[Dataset entries]

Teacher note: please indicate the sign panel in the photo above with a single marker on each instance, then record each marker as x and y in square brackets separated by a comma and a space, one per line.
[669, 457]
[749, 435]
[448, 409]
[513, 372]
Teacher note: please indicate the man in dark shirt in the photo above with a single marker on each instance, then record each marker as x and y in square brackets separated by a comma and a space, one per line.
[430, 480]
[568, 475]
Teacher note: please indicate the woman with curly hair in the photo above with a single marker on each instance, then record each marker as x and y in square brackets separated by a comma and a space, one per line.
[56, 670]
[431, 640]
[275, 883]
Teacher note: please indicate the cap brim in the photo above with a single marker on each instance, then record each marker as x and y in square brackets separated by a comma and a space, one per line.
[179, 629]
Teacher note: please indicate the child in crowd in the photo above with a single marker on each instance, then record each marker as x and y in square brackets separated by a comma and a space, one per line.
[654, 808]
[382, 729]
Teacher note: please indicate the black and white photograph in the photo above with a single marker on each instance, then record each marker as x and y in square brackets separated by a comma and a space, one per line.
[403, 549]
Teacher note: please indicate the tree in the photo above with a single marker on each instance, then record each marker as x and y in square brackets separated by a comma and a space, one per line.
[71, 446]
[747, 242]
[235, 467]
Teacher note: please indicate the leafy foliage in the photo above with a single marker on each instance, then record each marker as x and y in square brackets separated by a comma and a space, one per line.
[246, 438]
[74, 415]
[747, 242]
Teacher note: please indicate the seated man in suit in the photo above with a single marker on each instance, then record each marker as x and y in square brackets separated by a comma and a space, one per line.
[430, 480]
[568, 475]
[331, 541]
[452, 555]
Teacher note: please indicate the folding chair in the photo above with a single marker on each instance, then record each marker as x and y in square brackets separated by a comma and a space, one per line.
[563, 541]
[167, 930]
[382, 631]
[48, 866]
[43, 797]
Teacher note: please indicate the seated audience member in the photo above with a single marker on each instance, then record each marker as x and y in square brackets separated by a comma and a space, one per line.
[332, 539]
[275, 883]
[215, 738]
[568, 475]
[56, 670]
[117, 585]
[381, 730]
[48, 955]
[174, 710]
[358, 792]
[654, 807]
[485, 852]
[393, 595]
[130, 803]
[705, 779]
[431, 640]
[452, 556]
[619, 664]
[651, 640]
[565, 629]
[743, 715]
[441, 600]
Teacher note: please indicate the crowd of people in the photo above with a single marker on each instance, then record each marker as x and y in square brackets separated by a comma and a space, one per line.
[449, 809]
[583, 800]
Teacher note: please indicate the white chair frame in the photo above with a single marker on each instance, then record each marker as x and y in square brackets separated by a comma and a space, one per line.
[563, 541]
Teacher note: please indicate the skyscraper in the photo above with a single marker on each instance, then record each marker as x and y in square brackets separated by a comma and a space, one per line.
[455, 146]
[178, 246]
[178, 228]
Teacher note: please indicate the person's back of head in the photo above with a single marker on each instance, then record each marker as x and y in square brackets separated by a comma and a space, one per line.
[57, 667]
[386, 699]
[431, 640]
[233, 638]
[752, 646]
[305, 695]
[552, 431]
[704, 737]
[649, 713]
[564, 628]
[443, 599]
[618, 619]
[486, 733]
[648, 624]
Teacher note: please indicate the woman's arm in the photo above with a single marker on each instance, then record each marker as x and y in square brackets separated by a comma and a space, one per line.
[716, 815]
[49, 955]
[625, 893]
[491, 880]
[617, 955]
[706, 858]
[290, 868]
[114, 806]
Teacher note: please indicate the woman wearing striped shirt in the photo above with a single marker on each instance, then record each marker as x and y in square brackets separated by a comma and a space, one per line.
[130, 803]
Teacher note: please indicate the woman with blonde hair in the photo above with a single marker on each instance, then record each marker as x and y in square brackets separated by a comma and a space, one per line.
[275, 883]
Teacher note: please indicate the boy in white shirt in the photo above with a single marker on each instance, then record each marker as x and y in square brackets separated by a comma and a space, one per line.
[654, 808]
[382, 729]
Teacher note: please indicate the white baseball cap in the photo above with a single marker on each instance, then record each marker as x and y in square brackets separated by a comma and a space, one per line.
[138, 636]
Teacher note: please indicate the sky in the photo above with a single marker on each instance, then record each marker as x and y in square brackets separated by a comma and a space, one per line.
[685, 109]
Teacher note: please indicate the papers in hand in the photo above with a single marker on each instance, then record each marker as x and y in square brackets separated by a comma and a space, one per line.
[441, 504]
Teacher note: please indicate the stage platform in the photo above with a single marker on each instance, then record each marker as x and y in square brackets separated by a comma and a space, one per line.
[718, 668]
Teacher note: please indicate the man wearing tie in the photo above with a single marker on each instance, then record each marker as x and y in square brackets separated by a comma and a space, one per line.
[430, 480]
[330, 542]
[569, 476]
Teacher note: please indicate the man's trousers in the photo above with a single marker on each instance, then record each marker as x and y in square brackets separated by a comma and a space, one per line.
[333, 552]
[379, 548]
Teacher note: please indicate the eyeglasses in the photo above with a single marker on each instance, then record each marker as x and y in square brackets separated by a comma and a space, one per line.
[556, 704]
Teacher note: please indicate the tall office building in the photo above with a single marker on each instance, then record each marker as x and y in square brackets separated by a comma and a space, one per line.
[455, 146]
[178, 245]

**Exercise brief**
Please express the records, from the line that contains "Teacher note: please indicate the stage" through the end of the records, as a two-column CSV headed instruction and response. Give one row per record, with its text and its answer each in a single quoted field and line breaks replaced by spaces.

**Result**
instruction,response
"Teacher note: please indicate the stage platform in the photo above with a single marker on each instance, then record each marker as x and y in square brackets separated by a comma and a space, one per line.","[718, 668]"
"Teacher note: please indicate the man wearing tie in the photo above with a single marker on each instance, then record each marker as x and y in square brackets separated by a comma and a space, one per line.","[430, 480] [330, 542] [569, 476]"
"Teacher note: please indicate the man's trousers in the photo above with a single marker on each instance, then record each marker as x and y in square brackets separated by a comma and a space, one per line.","[333, 552] [379, 548]"
"Teacher note: please indicate the eyeglasses in the photo above with a single marker on each instance, then record each marker as x and y in square brackets separated by a comma and a space, one per line.","[556, 704]"
"Teacher note: please indicate the tall office building in the photo above with a single marker on each instance, then record each marker as x and y in square brackets separated by a comma and a space, one per line.","[455, 146] [178, 245]"